## WHAT IS EXPECTED
All of the data below needs to be set down once more, exactly as written.
━━━━━━━━━━
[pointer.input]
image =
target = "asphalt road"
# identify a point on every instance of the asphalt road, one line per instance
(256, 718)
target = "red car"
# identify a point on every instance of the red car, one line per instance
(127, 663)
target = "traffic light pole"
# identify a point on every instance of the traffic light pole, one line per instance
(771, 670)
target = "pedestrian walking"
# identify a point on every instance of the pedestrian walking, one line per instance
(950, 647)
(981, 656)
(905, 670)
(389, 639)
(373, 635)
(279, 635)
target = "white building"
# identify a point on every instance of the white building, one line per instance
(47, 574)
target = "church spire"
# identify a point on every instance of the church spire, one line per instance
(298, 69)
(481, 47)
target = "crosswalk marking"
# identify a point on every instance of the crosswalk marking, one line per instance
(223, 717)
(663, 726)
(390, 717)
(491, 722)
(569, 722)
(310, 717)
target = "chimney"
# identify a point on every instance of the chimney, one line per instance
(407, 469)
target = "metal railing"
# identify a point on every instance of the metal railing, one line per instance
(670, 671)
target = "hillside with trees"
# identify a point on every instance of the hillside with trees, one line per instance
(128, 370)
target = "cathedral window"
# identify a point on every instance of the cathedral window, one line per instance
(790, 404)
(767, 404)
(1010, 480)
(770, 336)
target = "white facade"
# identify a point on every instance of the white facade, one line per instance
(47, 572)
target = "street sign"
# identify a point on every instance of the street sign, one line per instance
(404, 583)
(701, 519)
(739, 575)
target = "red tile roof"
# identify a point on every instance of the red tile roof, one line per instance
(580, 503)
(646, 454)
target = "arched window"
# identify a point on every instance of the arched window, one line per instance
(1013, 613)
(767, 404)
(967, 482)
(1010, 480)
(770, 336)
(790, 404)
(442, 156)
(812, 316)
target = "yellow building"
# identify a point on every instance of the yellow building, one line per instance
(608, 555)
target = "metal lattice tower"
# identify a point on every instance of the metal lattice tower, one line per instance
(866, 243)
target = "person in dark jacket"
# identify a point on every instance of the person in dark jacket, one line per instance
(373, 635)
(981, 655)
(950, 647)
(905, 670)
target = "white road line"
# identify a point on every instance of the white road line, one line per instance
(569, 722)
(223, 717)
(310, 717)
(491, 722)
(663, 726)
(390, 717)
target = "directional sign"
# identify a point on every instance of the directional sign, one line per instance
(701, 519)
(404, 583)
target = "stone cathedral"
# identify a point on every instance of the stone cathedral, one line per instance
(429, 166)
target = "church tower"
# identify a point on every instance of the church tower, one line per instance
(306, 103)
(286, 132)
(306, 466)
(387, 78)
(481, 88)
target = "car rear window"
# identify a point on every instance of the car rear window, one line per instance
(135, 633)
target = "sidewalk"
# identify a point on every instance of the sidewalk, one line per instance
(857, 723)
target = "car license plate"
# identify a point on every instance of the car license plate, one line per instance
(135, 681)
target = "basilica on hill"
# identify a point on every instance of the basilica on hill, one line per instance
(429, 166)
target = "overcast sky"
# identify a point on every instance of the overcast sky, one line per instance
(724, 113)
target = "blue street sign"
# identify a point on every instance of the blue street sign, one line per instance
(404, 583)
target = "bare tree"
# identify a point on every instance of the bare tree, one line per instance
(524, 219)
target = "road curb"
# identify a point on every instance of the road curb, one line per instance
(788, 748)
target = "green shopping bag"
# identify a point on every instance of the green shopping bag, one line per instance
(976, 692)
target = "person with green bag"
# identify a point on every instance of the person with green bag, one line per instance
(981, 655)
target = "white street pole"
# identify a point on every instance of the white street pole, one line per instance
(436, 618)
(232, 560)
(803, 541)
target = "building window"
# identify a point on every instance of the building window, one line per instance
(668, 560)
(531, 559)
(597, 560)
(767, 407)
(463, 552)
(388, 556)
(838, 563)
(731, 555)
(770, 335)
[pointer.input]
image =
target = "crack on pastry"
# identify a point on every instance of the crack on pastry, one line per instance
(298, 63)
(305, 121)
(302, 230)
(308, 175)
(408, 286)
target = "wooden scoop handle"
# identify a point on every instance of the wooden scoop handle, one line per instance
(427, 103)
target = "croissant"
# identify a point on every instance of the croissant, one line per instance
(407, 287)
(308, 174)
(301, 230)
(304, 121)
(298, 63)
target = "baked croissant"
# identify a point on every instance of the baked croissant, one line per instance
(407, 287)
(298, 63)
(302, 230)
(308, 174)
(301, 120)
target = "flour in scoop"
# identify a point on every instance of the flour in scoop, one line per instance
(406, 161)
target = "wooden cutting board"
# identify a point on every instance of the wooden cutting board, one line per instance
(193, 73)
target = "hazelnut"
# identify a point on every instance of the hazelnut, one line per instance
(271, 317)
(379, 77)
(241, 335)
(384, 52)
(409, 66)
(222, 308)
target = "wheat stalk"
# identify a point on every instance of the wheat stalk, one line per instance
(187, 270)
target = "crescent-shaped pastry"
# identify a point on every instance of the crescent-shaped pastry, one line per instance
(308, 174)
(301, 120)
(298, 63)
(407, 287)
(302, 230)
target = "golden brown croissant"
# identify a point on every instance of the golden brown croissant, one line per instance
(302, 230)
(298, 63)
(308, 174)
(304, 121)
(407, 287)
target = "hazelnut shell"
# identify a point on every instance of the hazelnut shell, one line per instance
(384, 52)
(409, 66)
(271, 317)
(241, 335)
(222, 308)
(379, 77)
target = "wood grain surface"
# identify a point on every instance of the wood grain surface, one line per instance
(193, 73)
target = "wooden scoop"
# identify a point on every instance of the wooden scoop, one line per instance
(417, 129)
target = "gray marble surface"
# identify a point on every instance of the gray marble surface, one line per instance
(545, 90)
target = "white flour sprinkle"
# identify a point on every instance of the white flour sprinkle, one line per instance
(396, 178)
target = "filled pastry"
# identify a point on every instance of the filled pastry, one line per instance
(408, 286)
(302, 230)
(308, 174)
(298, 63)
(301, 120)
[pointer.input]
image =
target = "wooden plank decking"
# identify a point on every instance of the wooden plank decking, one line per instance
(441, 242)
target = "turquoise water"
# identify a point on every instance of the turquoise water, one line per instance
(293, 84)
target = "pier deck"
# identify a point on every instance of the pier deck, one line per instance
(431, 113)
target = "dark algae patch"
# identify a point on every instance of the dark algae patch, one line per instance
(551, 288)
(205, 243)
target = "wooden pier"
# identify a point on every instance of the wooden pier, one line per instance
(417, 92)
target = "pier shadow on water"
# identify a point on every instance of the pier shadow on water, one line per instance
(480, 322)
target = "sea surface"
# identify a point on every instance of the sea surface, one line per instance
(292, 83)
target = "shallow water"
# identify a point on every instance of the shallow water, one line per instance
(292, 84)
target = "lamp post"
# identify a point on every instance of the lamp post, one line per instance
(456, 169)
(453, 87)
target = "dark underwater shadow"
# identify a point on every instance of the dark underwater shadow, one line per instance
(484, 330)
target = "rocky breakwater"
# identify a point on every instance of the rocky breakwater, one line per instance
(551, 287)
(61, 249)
━━━━━━━━━━
## THE COMPLETED TASK
[pointer.input]
image =
target = "asphalt road"
# identify a point on every instance of the asphalt road, one line per instance
(256, 718)
target = "red car"
# identify a point on every instance of the red car, one line per instance
(127, 663)
target = "traffic light pole"
# identify a point on every instance of the traffic light pole, one line per instance
(771, 670)
target = "pedestrian walking"
# identify a point on every instance of the pedestrian walking, one line per instance
(950, 647)
(981, 656)
(905, 670)
(389, 639)
(373, 635)
(279, 635)
target = "white building"
# identify a point on every instance of the white building, one line per instance
(47, 574)
target = "church spire"
# identify a point on every instance of the church spire, one line per instance
(298, 69)
(481, 47)
target = "crosswalk marking"
# identify a point on every instance of the crosswalk marking, one line per instance
(223, 717)
(663, 726)
(390, 717)
(491, 722)
(569, 722)
(310, 717)
target = "chimney"
# identify a point on every instance of the chimney, one line per instance
(407, 469)
target = "metal railing"
# identify a point on every instance of the metal railing, one line per instance
(670, 671)
target = "hillside with trees"
# identify a point on every instance of the hillside with trees, one line per instance
(128, 370)
target = "cathedral window"
# identify a point on every instance of the cathedral window, one line per instance
(790, 404)
(767, 404)
(1010, 480)
(770, 336)
target = "white facade"
# identify a point on every instance of the white facade, one line per instance
(47, 572)
target = "street sign"
# identify a point on every instance of the street sign, one line per instance
(404, 583)
(701, 519)
(739, 575)
target = "red tile roof"
# identify a point on every instance of the red tile roof, one line per instance
(580, 503)
(646, 454)
target = "arched window"
# identify a point on every instance of the arched window, one line per instance
(1013, 613)
(767, 404)
(967, 482)
(1010, 480)
(770, 336)
(790, 404)
(442, 156)
(812, 316)
target = "yellow building"
# identify a point on every instance of the yellow building, one line per instance
(608, 555)
target = "metal lattice tower"
# identify a point on every instance of the metal lattice tower, one line per instance
(866, 243)
target = "person in dark jacket"
# identify a point on every instance of the person in dark jacket, one line per instance
(373, 635)
(981, 655)
(950, 647)
(905, 670)
target = "white road line"
# identify a point on every instance of the white road line, one line per instance
(569, 722)
(223, 717)
(310, 717)
(491, 722)
(663, 726)
(390, 717)
target = "directional sign"
# identify a point on every instance of the directional sign, one line per instance
(701, 519)
(404, 583)
target = "stone cathedral"
# identify a point on every instance of the stone cathedral, one line per instance
(429, 166)
target = "church tower"
# identify a point on every instance of the church tower, one line per instance
(306, 103)
(286, 132)
(306, 466)
(387, 78)
(481, 88)
target = "car rear window"
# identify a point on every instance of the car rear window, one line per instance
(135, 633)
target = "sidewalk"
# identify a point on every instance of the sidewalk, one line per instance
(857, 723)
target = "car license plate"
# identify a point on every instance of the car license plate, one line per instance
(135, 681)
target = "basilica on hill"
# identify a point on every instance of the basilica on hill, one line per instance
(429, 166)
target = "overcast sky"
# identify a point on every instance of the overcast sky, one line per instance
(724, 113)
target = "blue street sign"
# identify a point on every instance of the blue street sign, one line per instance
(404, 583)
target = "bare tree"
# identify a point on every instance of the bare tree, one line per instance
(524, 219)
target = "road curb"
# identify a point on every instance of the road curb, one line per instance
(788, 748)
target = "green shopping bag"
# identify a point on every instance of the green shopping bag, one line per instance
(976, 692)
target = "person with green bag"
# identify a point on every instance of the person with green bag, one line per instance
(981, 655)
target = "white street pole"
# identify a point on every instance of the white street pole, one line per instance
(436, 618)
(232, 560)
(803, 541)
target = "building window"
# identify a point on every instance of the building window, one line per instance
(668, 560)
(531, 559)
(597, 560)
(767, 407)
(463, 552)
(388, 556)
(838, 563)
(731, 555)
(770, 335)
[pointer.input]
image =
target = "crack on pastry"
# identify a point on every instance of the crack on pastry, one line per instance
(298, 63)
(305, 121)
(302, 230)
(308, 175)
(408, 286)
target = "wooden scoop handle"
# identify a point on every instance of the wooden scoop handle, one line per instance
(427, 103)
target = "croissant"
# identify a point on every instance of the croissant, one line per instance
(407, 287)
(308, 174)
(301, 230)
(304, 121)
(298, 63)
target = "baked croissant"
# identify a point on every instance of the baked croissant, one line per instance
(407, 287)
(298, 63)
(302, 230)
(308, 174)
(301, 120)
target = "flour in scoop"
# identify a point on every instance of the flour in scoop, one line per instance
(406, 161)
target = "wooden cutting board"
# identify a point on every instance of the wooden cutting board, one line per instance
(193, 73)
target = "hazelnut"
# identify a point on every instance of the hazelnut, one line per instance
(271, 317)
(379, 77)
(241, 335)
(384, 52)
(409, 66)
(222, 308)
target = "wheat stalk"
# identify a point on every instance of the wheat stalk, one line per instance
(187, 270)
target = "crescent-shaped pastry"
# identify a point on every instance of the crescent-shaped pastry, one line per instance
(308, 174)
(301, 120)
(298, 63)
(407, 287)
(302, 230)
target = "golden brown croissant"
# identify a point on every instance of the golden brown croissant, one line per instance
(302, 230)
(298, 63)
(308, 174)
(304, 121)
(407, 287)
target = "hazelnut shell"
# identify a point on every instance of the hazelnut shell, one line per instance
(384, 52)
(409, 66)
(271, 317)
(241, 335)
(222, 308)
(379, 77)
target = "wood grain surface"
# identify a point on every instance of the wood grain surface, one line per instance
(193, 73)
target = "wooden scoop"
# identify a point on every instance of the wooden scoop, one line per instance
(417, 129)
target = "gray marble surface"
# identify a point on every instance of the gray marble surface, one line per instance
(545, 90)
target = "white flour sprinkle"
# identify a point on every instance of the white flour sprinkle, one line per instance
(396, 178)
target = "filled pastry"
# identify a point on every instance of the filled pastry, one line per instance
(408, 286)
(302, 230)
(308, 174)
(298, 63)
(301, 120)
[pointer.input]
image =
target = "wooden plank decking"
# identify a point on every instance of the wooden plank decking, one line per instance
(441, 242)
target = "turquoise water"
# identify a point on every instance of the turquoise water, one line per instance
(293, 84)
target = "pier deck"
# identify a point on every instance of the pier deck, one line per instance
(431, 113)
target = "dark algae patch"
# identify a point on every instance of the dark algae patch, one line per instance
(551, 288)
(205, 243)
target = "wooden pier"
# identify a point on every instance of the wooden pier, one line per instance
(417, 92)
target = "pier shadow on water"
# identify a point on every instance of the pier shadow on water, one line per instance
(480, 322)
target = "sea surface"
# identify a point on every instance of the sea surface, one line per instance
(292, 83)
target = "shallow water"
# identify a point on every instance of the shallow water, one line per instance
(292, 84)
target = "lamp post"
# identify a point on every instance of the lamp post, one line per instance
(456, 169)
(453, 87)
target = "dark underwater shadow"
# identify a point on every instance of the dark underwater shadow, one line per instance
(484, 330)
target = "rocky breakwater"
# identify a point on every instance of the rocky breakwater, one line per instance
(551, 287)
(61, 249)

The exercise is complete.